I have had my own place and for 3 years and have had a lodger staying with me for all that time. She has the en-suite bedroom ( because I wanted the other one). Until recently she was paying €350 a month, with no bills - which is very, very reasonable for the location of the apartment. In September she went back to college full-time and has managed to get me to put the rent down to €250 (still no bills). I am quite culpable in the whole thing as I should never have let it get to this stage, but as we have become friends it was harder to be firm. Anyway, I have asked her to move out, as €250 a month is a drop in the ocean re: my mortgage and it has got to the stage where I almost feel like I am supporting her!. I told her I would let her stay until the end of May when her college exams are finished ....but she is making really heavy weather of this and saying she can't move out until July as she will need a full month after the exams to find somewhere. 

I am fed up. What should I do? I have tried to be reasonable but to no avail


----------



## ClubMan (21 Feb 2006)

*Re: A sticky situation*

Is this under the rent a room scheme or under the remit of a rent book/lease?


----------



## Noor77 (21 Feb 2006)

*Re: A sticky situation*

Rent a Room.


----------



## SteelBlue05 (21 Feb 2006)

*Re: A sticky situation*

You are letting have a great deal there, not alone did you drop the rent but she doesnt contribute to any bills either?!

What is the going rent rate for your area?

You should explain to her that she is getting a great deal and that she needs to start paying towards the bills from now on. I cant see you increasing the rent back up to 350?

Sounds like you are being too soft!


----------



## Noor77 (21 Feb 2006)

*Re: A sticky situation*

I have been too soft, but the problem was that we became good friends.

The normal rent for a double ensuite room in my area would be €450 - €500 excluding bills (for single occupancy)


----------



## SteelBlue05 (21 Feb 2006)

*Re: A sticky situation*



			
				Noor77 said:
			
		

> I have been too soft, but the problem was that we became good friends.
> 
> The normal rent for a double ensuite room in my area would be €450 - €500 excluding bills (for single occupancy)


 
Well, hopefully she can understand your point of view, if you are good friends then you can just say it straight out. 250 is too low but its going to be hard to ask to increase that again. I'd say ask for her to cover half the bills which is the norm.

Or if you want her out then point her in the direction of www.daft.ie. Give her the 4 week notice period and stick to it. Feck that, its your house and your mortgage and shes not exactly paying much rent. She obviously knows shes in a cushy situation.


----------



## Cati76 (21 Feb 2006)

*Re: A sticky situation*



			
				Noor77 said:
			
		

> I have been too soft, but the problem was that we became good friends.
> 
> The normal rent for a double ensuite room in my area would be €450 - €500 excluding bills (for single occupancy)


 
She is not your friend if she is taking advantage of the situation. You are paying the mortgage for the place and are losing money renting the room for such a low price when you could get almost double of what she pays you plus bills...She will have to understand this, and still be able to remain friends. A solution can be for her to pay 300 if she can't afford the 350 and the bills till July, and then for her to leave. You won't have a problem then renting it for the market value.

**Excerpts from a point labeling dataset**
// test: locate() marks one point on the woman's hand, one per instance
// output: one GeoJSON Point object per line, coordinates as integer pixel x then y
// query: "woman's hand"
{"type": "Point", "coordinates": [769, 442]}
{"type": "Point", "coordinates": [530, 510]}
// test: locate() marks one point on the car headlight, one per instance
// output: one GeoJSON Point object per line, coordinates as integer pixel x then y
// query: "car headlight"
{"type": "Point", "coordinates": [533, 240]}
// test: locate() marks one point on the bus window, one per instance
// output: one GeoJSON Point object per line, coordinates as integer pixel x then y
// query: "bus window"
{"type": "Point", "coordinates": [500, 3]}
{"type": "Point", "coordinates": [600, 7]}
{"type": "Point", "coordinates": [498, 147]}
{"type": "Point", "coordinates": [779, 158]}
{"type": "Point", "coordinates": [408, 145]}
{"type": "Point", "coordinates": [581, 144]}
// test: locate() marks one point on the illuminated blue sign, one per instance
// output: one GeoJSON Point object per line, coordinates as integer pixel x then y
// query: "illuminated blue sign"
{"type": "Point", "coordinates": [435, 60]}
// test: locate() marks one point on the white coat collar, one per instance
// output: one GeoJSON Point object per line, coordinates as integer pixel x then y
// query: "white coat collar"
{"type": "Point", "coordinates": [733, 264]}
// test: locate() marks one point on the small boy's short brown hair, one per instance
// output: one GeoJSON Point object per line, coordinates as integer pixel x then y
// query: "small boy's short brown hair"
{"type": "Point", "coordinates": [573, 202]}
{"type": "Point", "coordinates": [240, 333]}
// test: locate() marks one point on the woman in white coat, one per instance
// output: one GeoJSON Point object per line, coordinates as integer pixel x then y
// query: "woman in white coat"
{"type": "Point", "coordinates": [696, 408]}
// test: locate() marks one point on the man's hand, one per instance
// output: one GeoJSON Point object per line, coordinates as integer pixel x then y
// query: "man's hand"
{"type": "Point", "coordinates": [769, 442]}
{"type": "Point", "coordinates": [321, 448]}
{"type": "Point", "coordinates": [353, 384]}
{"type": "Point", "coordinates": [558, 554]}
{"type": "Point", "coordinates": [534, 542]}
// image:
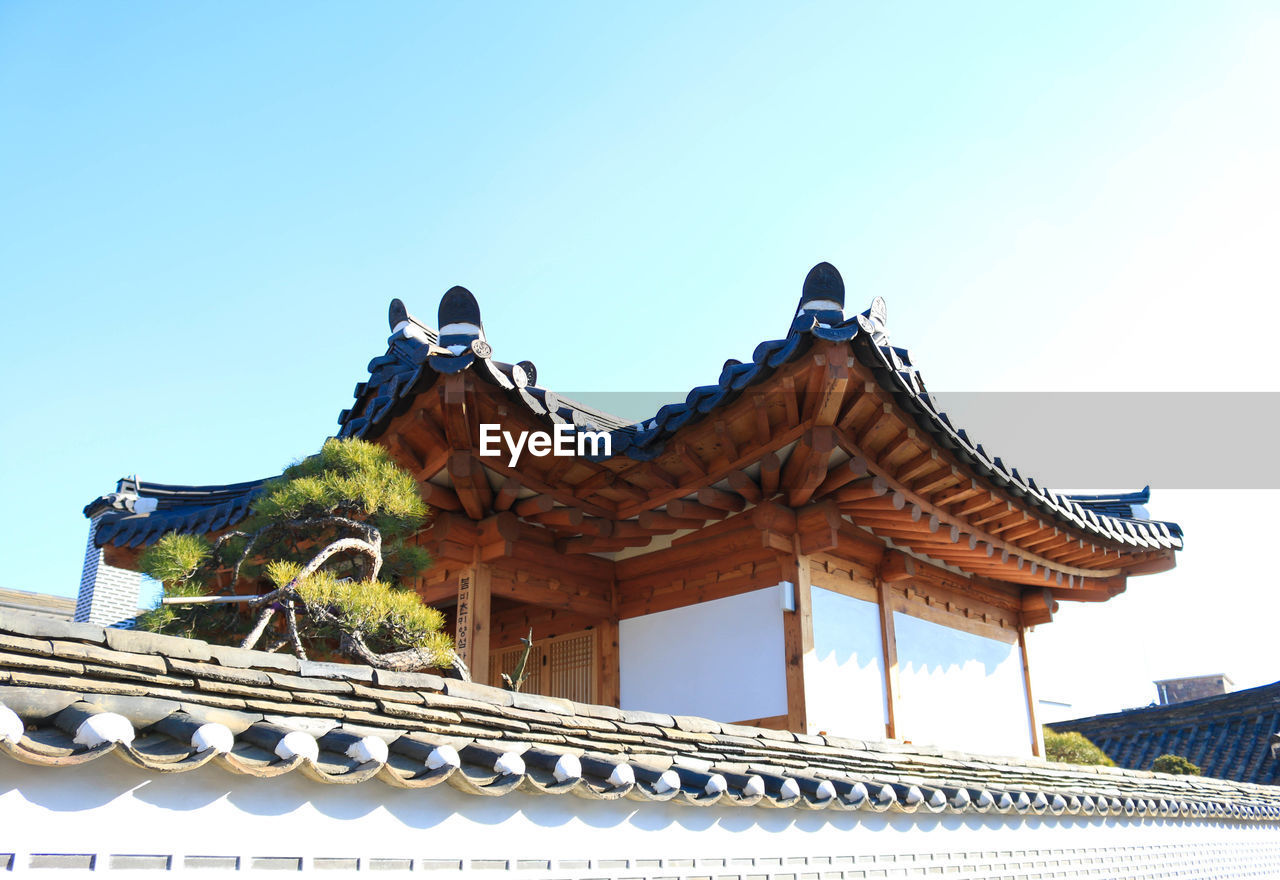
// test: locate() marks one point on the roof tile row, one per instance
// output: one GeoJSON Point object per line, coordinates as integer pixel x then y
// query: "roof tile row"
{"type": "Point", "coordinates": [72, 693]}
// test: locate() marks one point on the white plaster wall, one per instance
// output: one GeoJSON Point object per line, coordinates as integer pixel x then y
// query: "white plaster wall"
{"type": "Point", "coordinates": [721, 659]}
{"type": "Point", "coordinates": [845, 673]}
{"type": "Point", "coordinates": [108, 807]}
{"type": "Point", "coordinates": [959, 690]}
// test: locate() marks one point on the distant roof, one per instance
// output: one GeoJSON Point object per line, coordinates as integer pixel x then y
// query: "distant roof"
{"type": "Point", "coordinates": [1228, 736]}
{"type": "Point", "coordinates": [37, 603]}
{"type": "Point", "coordinates": [181, 704]}
{"type": "Point", "coordinates": [137, 513]}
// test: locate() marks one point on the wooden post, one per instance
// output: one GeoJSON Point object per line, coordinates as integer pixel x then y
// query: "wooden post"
{"type": "Point", "coordinates": [798, 640]}
{"type": "Point", "coordinates": [608, 668]}
{"type": "Point", "coordinates": [1037, 733]}
{"type": "Point", "coordinates": [471, 638]}
{"type": "Point", "coordinates": [607, 672]}
{"type": "Point", "coordinates": [888, 642]}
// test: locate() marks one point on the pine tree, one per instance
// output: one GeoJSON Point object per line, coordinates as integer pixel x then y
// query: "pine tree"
{"type": "Point", "coordinates": [327, 548]}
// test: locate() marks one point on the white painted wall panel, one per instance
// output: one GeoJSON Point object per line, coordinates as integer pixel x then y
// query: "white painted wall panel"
{"type": "Point", "coordinates": [721, 659]}
{"type": "Point", "coordinates": [845, 673]}
{"type": "Point", "coordinates": [959, 690]}
{"type": "Point", "coordinates": [106, 809]}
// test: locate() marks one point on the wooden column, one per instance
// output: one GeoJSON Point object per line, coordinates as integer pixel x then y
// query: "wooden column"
{"type": "Point", "coordinates": [471, 638]}
{"type": "Point", "coordinates": [607, 672]}
{"type": "Point", "coordinates": [798, 640]}
{"type": "Point", "coordinates": [1037, 733]}
{"type": "Point", "coordinates": [608, 669]}
{"type": "Point", "coordinates": [888, 644]}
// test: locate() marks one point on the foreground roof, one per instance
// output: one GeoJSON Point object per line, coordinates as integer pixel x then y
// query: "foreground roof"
{"type": "Point", "coordinates": [170, 705]}
{"type": "Point", "coordinates": [1226, 736]}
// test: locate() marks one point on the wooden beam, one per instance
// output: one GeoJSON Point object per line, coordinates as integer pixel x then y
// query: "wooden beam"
{"type": "Point", "coordinates": [771, 471]}
{"type": "Point", "coordinates": [685, 509]}
{"type": "Point", "coordinates": [661, 521]}
{"type": "Point", "coordinates": [721, 500]}
{"type": "Point", "coordinates": [841, 475]}
{"type": "Point", "coordinates": [470, 485]}
{"type": "Point", "coordinates": [810, 461]}
{"type": "Point", "coordinates": [440, 498]}
{"type": "Point", "coordinates": [741, 484]}
{"type": "Point", "coordinates": [507, 494]}
{"type": "Point", "coordinates": [828, 395]}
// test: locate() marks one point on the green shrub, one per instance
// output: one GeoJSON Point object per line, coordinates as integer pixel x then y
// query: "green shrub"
{"type": "Point", "coordinates": [1073, 747]}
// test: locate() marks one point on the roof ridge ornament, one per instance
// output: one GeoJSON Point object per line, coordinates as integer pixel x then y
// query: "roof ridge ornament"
{"type": "Point", "coordinates": [874, 321]}
{"type": "Point", "coordinates": [822, 297]}
{"type": "Point", "coordinates": [460, 325]}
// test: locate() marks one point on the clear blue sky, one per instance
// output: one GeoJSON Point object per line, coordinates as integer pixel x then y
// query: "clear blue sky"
{"type": "Point", "coordinates": [206, 207]}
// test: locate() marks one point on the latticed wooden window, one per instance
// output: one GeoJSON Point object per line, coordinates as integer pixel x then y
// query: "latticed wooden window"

**Given exercise 1**
Reproduce the part of the lodger thread starting with "What is the" and going on through "back up to 350?".
**Given exercise 2**
Please arrange the entries as a numbered list, starting with the line with "sky, one per instance" and going on through the last line of the entries, leaving out blank lines.

**Finished answer 1**
What is the going rent rate for your area?

You should explain to her that she is getting a great deal and that she needs to start paying towards the bills from now on. I cant see you increasing the rent back up to 350?

**Finished answer 2**
1. // test: locate() marks one point on the clear blue sky, one per instance
2. // output: one GeoJSON Point object per line, coordinates as integer pixel x then y
3. // query: "clear blue sky"
4. {"type": "Point", "coordinates": [206, 207]}
5. // test: locate() marks one point on the latticed wooden window, one per instance
6. // output: one GeoJSON Point object per line, coordinates as integer pixel x then y
7. // query: "latticed wooden window"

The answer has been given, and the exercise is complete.